● WHAT NEEDS TO BE DONE
Please print only the top portion of the entries below, ending with the line that contains "positive clicks: (506, 340) (61, 292)", exactly as written.

◇ ◇ ◇

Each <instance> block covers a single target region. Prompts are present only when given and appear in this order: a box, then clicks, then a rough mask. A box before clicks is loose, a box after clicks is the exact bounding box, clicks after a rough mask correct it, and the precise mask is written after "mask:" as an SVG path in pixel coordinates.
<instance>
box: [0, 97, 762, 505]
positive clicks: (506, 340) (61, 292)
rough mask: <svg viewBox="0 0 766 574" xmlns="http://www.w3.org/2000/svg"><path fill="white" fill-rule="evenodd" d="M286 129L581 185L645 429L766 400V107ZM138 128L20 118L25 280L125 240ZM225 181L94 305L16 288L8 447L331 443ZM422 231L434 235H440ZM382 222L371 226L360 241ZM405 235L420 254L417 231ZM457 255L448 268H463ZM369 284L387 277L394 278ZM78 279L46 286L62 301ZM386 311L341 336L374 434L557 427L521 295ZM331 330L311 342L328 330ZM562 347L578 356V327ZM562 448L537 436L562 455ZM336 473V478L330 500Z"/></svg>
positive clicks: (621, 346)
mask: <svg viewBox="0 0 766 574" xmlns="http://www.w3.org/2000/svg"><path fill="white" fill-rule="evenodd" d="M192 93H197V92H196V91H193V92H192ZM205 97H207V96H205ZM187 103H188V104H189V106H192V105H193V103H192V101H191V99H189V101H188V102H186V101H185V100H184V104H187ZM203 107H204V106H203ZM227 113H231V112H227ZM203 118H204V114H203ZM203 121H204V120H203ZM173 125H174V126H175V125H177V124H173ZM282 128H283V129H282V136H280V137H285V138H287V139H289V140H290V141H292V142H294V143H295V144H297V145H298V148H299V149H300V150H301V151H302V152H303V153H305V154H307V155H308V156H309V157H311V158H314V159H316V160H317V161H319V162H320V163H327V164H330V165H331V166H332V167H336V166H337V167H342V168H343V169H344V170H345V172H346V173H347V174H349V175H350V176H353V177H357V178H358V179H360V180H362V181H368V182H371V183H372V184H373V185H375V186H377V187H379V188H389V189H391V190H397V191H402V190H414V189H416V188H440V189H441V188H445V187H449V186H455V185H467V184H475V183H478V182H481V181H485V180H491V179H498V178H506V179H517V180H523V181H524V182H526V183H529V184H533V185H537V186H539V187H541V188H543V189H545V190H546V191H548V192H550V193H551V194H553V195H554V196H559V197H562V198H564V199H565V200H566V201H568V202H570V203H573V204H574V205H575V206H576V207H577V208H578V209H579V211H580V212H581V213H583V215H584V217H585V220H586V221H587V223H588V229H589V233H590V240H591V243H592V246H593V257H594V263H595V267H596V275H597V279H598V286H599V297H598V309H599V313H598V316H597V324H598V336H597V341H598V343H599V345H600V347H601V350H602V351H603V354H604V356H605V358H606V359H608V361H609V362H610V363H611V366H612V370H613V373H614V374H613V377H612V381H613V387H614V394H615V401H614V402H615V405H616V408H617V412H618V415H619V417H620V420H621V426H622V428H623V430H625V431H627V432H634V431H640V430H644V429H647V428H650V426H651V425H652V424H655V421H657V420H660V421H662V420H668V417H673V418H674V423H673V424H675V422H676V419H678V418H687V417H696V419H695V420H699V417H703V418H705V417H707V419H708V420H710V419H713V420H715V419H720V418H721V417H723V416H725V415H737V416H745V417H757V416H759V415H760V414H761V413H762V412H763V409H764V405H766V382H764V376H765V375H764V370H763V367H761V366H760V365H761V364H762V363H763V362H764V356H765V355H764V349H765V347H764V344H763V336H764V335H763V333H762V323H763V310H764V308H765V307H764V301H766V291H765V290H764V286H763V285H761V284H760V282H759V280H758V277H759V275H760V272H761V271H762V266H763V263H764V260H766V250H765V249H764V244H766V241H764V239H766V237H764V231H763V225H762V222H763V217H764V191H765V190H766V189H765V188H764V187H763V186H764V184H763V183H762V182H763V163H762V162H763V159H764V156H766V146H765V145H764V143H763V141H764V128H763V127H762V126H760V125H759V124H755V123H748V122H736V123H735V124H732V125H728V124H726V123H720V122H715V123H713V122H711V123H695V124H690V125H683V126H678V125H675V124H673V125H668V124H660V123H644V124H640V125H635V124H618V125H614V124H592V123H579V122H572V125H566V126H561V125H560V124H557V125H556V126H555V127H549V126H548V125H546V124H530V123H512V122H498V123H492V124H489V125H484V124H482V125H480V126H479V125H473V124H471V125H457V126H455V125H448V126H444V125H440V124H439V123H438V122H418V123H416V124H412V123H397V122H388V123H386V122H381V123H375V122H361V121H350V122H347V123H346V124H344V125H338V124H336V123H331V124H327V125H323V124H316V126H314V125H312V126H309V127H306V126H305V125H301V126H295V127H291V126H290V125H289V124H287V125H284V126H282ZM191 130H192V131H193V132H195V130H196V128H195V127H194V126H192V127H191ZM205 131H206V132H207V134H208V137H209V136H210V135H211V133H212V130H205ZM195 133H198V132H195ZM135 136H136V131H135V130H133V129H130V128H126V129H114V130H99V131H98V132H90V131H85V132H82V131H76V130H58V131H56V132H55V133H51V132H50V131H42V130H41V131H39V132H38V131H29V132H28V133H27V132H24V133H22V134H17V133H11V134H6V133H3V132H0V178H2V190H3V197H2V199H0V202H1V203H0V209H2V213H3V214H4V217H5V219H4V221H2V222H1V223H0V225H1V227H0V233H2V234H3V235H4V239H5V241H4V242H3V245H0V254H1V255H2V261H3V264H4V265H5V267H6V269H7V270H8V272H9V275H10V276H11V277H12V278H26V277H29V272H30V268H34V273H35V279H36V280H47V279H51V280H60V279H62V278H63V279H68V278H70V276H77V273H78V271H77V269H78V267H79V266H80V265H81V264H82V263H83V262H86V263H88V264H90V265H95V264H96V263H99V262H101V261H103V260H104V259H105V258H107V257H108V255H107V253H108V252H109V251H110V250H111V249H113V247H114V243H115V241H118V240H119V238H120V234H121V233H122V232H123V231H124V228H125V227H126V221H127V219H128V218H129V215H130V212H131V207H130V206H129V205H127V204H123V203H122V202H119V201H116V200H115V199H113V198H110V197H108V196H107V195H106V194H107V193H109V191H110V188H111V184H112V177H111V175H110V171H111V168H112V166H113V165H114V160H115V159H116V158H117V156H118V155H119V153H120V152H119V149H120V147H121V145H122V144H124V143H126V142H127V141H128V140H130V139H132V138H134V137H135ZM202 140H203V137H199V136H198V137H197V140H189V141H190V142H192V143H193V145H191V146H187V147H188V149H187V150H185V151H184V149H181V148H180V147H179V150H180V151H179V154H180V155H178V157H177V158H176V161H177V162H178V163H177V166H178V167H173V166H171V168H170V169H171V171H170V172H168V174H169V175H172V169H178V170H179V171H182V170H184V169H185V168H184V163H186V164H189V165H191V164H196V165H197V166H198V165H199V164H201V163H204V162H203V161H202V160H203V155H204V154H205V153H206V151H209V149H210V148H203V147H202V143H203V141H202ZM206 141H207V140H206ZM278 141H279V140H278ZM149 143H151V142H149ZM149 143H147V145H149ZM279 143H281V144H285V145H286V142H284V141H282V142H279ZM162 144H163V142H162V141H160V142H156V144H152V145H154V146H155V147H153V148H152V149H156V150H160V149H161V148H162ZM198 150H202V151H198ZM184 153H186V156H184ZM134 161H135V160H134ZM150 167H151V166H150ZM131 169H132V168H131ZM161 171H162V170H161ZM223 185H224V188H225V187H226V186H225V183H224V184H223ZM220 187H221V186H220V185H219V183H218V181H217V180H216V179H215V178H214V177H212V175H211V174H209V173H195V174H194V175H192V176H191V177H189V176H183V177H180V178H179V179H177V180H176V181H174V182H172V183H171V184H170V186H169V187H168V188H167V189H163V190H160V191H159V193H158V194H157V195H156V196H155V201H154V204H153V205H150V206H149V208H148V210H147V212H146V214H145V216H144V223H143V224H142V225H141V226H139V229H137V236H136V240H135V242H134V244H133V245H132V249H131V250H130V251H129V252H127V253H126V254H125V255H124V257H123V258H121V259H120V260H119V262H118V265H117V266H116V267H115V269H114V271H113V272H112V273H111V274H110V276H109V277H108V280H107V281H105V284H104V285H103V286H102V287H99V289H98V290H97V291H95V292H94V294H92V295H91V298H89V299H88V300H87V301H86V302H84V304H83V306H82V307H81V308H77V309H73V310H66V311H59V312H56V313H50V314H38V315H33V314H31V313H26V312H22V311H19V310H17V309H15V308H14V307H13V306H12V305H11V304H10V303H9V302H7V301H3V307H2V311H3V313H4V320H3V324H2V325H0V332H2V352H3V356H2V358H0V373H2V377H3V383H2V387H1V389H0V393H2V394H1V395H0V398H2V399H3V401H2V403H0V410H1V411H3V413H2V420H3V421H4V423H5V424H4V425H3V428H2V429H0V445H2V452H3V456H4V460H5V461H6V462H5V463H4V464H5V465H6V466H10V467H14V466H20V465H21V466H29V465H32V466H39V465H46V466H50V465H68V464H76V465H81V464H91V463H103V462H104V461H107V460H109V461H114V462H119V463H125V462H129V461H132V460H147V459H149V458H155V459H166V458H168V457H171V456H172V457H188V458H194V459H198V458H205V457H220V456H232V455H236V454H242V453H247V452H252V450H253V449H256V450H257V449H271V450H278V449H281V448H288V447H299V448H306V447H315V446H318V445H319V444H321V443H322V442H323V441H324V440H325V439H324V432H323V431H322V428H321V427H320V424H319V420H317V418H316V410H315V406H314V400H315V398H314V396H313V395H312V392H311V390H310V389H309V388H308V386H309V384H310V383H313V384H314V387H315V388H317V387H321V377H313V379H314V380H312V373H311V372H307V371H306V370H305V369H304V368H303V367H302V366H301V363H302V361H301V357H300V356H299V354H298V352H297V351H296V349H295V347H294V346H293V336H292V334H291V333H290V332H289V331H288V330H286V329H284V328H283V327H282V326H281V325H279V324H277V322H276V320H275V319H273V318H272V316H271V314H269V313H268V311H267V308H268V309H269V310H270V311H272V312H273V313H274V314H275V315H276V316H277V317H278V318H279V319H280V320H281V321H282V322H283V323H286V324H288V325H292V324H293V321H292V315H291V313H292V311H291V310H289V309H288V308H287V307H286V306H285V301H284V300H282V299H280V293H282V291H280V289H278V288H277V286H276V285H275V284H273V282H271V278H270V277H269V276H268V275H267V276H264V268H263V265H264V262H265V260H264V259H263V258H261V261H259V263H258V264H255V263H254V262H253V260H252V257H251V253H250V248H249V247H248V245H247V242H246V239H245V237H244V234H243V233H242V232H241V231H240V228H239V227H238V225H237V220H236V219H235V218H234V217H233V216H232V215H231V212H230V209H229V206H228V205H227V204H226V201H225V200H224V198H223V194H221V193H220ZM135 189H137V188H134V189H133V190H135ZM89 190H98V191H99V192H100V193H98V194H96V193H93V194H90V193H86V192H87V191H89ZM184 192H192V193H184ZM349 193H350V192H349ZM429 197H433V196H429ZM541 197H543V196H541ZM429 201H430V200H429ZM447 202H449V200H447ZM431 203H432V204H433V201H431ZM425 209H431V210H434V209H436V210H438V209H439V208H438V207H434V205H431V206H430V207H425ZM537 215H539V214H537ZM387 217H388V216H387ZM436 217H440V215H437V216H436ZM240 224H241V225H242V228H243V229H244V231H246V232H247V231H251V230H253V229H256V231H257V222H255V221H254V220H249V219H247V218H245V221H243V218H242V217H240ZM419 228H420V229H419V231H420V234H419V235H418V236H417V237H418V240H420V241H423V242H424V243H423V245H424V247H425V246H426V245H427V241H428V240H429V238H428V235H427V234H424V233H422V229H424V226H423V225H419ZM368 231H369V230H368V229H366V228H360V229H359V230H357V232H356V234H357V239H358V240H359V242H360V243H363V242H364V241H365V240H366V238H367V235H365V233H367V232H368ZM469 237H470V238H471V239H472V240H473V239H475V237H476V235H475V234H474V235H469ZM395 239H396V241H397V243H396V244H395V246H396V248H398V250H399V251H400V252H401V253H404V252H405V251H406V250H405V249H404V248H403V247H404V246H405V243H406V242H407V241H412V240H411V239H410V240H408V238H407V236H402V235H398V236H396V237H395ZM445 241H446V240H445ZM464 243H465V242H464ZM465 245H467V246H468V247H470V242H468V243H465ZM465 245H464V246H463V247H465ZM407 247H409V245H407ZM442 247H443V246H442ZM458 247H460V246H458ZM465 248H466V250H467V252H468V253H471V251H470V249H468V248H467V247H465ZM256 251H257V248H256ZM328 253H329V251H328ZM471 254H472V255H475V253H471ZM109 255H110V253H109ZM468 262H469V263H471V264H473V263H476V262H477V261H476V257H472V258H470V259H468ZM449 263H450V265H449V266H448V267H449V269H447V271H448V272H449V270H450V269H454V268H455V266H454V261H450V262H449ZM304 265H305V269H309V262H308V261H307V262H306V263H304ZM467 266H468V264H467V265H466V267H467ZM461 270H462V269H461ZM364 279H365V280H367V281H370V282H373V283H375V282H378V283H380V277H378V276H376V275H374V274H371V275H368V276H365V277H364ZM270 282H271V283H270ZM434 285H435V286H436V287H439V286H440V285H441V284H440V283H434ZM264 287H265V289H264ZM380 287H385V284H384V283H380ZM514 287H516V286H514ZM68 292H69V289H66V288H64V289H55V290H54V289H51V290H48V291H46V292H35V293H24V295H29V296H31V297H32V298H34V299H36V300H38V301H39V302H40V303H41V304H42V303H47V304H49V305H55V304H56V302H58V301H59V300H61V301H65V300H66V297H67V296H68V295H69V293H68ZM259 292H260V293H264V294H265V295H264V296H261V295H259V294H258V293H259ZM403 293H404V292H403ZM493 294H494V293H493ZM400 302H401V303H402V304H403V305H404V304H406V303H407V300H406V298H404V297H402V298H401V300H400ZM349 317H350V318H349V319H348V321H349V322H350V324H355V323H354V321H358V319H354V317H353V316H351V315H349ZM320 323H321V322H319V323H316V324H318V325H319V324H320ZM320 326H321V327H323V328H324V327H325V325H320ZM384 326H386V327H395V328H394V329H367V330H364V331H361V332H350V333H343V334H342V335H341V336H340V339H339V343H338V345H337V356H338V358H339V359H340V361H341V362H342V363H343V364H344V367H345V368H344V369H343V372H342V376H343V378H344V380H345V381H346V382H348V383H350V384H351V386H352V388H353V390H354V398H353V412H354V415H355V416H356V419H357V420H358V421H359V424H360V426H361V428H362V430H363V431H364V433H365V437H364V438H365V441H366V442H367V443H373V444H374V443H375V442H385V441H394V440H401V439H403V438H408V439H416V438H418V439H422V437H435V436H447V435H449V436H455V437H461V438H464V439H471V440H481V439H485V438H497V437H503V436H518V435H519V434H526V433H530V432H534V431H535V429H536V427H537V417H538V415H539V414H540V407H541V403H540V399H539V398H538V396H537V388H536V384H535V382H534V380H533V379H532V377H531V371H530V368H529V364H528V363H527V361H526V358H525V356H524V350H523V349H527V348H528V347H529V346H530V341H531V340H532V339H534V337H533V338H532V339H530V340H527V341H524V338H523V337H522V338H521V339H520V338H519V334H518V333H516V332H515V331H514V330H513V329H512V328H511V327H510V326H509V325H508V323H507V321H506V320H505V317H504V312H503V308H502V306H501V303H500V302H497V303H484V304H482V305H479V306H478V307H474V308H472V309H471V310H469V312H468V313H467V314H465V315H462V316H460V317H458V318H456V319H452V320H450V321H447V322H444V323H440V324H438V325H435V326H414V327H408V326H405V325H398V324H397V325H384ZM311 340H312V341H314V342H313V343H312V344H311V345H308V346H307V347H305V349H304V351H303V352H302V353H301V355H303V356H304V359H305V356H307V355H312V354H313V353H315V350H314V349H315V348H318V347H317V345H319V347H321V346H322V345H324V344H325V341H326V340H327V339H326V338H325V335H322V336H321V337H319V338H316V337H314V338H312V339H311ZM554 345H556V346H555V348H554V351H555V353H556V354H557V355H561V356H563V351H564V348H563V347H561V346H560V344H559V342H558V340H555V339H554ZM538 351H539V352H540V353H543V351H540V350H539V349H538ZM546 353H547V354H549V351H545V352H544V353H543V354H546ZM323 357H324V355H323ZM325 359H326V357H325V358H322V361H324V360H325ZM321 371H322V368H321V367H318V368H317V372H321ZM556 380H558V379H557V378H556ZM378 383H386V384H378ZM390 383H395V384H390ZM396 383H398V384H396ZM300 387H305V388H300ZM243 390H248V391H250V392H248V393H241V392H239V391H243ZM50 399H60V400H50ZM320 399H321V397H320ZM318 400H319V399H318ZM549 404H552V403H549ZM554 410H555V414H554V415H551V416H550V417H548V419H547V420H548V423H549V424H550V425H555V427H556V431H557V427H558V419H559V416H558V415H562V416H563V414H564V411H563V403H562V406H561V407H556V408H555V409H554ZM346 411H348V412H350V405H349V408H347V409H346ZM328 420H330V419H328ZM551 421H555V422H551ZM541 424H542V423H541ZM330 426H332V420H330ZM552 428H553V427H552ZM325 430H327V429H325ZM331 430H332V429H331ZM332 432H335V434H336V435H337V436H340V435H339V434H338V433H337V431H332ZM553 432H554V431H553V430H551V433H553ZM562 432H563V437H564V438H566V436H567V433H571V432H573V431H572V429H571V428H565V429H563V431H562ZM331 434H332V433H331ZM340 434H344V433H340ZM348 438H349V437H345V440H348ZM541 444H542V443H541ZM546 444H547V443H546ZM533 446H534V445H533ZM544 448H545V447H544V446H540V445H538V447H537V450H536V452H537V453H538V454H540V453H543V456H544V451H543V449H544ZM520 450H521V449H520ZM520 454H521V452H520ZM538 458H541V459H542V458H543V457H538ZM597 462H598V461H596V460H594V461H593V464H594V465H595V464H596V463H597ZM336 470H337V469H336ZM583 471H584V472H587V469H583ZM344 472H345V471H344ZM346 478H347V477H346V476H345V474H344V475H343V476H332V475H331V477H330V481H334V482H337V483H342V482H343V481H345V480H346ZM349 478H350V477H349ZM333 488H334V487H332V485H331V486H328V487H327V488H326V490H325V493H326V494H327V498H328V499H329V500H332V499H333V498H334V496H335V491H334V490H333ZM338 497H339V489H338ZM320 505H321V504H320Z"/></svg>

◇ ◇ ◇

● SOLUTION TO THIS TASK
Each <instance> block covers a single target region. Prompts are present only when given and appear in this order: a box, then clicks, then a rough mask. A box before clicks is loose, a box after clicks is the exact bounding box, clicks after a rough mask correct it, and the precise mask is written after "mask:" as an SVG path in pixel coordinates.
<instance>
box: [0, 97, 762, 505]
positive clicks: (506, 340) (61, 292)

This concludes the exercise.